Records of labeled points

· · · · ·

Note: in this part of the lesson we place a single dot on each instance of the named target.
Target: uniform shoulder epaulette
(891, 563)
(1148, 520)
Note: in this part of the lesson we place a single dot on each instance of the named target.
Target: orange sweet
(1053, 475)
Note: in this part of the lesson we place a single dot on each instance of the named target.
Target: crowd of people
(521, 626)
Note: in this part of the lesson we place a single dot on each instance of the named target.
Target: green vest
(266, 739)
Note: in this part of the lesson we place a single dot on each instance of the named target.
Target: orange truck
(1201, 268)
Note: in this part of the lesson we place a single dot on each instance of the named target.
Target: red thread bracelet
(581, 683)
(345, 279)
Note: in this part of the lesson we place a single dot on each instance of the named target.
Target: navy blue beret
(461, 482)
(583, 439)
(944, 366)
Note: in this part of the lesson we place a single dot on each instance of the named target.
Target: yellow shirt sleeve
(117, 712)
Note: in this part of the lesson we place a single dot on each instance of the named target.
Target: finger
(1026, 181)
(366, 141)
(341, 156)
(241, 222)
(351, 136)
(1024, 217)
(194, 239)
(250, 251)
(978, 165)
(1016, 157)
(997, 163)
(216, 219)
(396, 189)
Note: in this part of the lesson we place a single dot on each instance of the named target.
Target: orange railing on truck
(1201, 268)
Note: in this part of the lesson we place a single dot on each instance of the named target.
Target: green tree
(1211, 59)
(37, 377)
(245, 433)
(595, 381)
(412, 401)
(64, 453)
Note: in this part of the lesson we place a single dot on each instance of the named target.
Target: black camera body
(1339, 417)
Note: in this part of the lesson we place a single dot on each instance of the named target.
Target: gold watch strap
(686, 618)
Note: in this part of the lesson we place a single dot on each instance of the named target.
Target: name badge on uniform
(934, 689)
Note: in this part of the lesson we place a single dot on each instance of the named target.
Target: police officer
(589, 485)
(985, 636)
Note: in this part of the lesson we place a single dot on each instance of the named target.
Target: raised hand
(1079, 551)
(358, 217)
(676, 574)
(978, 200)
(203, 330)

· · · · ·

◆ Given task: Your task is to output all of the data above word for word.

◆ Answer for the task:
Note: in this part of the lesson we place a single dot on each instance of the named target.
Target: uniform shoulder epaulette
(891, 563)
(1148, 520)
Note: in this part of the lesson we place a single dot on each instance of the named target.
Target: orange sweet
(1053, 475)
Note: in this part of the lesson we place a single dot on each instance of the named target.
Target: crowd of people
(521, 626)
Note: in this part of the lesson we place a single dot on each instance of the named target.
Target: green vest
(266, 739)
Note: in this part of the lesson we place a single dot on each instance of the named target.
Target: orange truck
(1201, 268)
Note: in this part of the lesson we place a single dot on each instance of the named target.
Target: red thread bracelet
(581, 683)
(345, 279)
Note: in this part of the lesson we place a single dot on each instance of the named target.
Target: navy blue beret
(461, 482)
(583, 439)
(944, 366)
Note: in this part of the lesson we place a single dot on each instance of the named target.
Target: yellow shirt sleeve
(117, 712)
Note: in this part of the lesson we place a single dot on each instance of the named target.
Target: finger
(1026, 181)
(366, 141)
(341, 156)
(241, 222)
(351, 136)
(1024, 217)
(194, 239)
(250, 251)
(978, 165)
(1016, 157)
(997, 163)
(216, 219)
(396, 189)
Note: in this part of the lesson we place a single dot on each instance of the named target.
Target: orange railing on truck
(1201, 268)
Note: in this part of the lesson we place a single dot on each instance of the named target.
Target: green tree
(1211, 59)
(37, 377)
(245, 433)
(595, 381)
(412, 401)
(64, 453)
Note: in this part of the lesson we place a single dot on each instance of the named target.
Target: black camera body
(1339, 417)
Note: in this part of the lesson we place a single dot on each instance of the named target.
Target: gold watch strap
(686, 618)
Note: in this part of the lesson we place a single dot on each instance of the named target.
Target: name badge on uniform
(934, 689)
Note: in this part of the lesson we place a single dot on each instance of the named target.
Target: police officer
(589, 485)
(985, 636)
Note: in this part of the lesson we place a single dot on each instance of the named target.
Target: raised hand
(1079, 551)
(358, 217)
(676, 574)
(978, 200)
(203, 330)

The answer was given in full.